─── Source material

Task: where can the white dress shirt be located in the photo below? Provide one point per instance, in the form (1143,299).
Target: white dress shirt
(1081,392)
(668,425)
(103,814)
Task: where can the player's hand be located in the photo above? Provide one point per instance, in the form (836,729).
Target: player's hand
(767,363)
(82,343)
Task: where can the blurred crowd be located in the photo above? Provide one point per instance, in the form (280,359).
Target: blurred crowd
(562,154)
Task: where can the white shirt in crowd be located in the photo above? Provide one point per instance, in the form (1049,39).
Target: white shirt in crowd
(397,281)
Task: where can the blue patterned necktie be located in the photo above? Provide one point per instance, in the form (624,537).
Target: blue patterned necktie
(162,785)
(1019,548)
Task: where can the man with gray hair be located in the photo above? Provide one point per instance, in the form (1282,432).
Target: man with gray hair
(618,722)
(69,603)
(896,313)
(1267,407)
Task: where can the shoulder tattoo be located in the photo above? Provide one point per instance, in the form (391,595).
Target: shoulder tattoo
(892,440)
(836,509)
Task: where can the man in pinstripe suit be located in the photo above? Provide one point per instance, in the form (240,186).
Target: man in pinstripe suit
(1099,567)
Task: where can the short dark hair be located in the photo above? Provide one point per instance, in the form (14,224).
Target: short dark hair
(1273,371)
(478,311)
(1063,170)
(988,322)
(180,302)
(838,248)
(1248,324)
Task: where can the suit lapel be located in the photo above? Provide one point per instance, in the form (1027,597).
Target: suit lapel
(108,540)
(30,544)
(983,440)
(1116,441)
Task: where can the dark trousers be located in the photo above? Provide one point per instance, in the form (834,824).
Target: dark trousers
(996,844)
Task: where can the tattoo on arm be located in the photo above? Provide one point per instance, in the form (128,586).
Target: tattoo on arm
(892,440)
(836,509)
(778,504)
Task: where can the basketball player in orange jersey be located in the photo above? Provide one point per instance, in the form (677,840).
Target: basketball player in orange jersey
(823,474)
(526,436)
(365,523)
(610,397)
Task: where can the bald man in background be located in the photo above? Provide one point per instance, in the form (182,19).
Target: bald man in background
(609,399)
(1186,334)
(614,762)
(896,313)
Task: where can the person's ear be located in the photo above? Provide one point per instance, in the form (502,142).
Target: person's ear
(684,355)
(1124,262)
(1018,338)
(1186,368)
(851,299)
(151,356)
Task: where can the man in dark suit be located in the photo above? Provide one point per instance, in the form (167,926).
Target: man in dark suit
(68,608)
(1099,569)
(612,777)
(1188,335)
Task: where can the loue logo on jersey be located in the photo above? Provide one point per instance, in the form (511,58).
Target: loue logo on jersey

──────

**Exercise**
Output the line holding "Task: where can the basketball", then every later line through the end of the records above, exactly as given and nothing else.

**Exercise solution**
Task: where can the basketball player in orange jersey be located in the photo above? Provide one point per instance, in the form (677,840).
Target: basketball player in orange jersey
(823,474)
(526,436)
(365,523)
(610,397)
Task: where can the bald man in background be located in the photo above? Provide one point per instance, in the form (182,19).
Target: bald man in background
(609,399)
(1186,334)
(614,762)
(896,313)
Task: where can the person's ear be located in the photo above? Provide one point per instance, in the form (502,142).
Target: person's ear
(684,355)
(1124,262)
(1018,338)
(1186,368)
(851,299)
(151,356)
Task: where can the man in dark suit be located in the photo above? Provide one point per instance, in the form (167,926).
Target: man in dark suit
(68,608)
(1099,569)
(612,777)
(1188,335)
Task: where can the loue logo on jersey be located in the photo above? Provide one point per instance, in the form (511,58).
Target: loue logo on jersey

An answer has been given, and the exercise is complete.